Bloc de texte ▸
##########
Tous ces principes ne rendent certes pas la pratique de cette discipline aisée dès l’abord ; mais, très vite, même les débutants en ressentiront une saveur très particulière. Il unit le psychisme, l’émotion, les sens de la vue, de l’ouïe, du toucher en une synthèse globale qui donne une sensation extraordinaire de joie et d’aisance à celui qui le pratique. Cet exercice agit donc comme facteur de régulation de l’activité du système nerveux et des fonctions du cerveau. Il exige, à tous les degrés de sa pratique, une concentration de la force de l’attention sans laquelle l’exécution de ses mouvements devient impossible. Ainsi, le travail de coordination qu’il opère entraîne une amélioration de l’état général du cerveau.
##########
Consigne ▸ Relevez tous les sens que nomme le bloc de texte ci-dessus.

Informations extraites ▸
##########
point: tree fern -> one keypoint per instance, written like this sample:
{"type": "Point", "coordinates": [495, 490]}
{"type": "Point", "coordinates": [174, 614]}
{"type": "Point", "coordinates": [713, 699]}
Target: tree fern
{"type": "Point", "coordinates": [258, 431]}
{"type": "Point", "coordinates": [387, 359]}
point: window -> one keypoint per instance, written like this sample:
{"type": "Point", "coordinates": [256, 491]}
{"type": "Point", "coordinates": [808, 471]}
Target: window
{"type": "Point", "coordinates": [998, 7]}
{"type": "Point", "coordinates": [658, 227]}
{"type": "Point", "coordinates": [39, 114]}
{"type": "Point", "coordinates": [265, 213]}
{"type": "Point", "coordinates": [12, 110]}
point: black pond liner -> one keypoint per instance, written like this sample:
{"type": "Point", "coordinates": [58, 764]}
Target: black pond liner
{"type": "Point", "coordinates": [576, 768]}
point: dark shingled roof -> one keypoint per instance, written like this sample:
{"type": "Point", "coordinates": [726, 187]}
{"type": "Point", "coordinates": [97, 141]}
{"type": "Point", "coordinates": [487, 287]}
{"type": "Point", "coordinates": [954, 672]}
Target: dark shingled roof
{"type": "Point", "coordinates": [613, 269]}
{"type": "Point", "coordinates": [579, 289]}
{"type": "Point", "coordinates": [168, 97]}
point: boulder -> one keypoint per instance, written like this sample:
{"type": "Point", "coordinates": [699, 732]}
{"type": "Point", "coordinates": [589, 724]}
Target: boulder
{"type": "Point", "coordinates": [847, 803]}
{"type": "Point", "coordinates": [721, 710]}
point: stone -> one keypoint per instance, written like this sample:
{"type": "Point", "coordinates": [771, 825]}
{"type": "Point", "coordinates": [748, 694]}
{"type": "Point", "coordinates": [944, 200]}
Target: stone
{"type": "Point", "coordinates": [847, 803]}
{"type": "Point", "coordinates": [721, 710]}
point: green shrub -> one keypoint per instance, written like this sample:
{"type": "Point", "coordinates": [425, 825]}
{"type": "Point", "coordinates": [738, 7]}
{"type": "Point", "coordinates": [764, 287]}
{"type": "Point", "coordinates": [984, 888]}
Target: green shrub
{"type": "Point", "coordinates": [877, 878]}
##########
Votre réponse ▸ La vue, l'ouïe, le toucher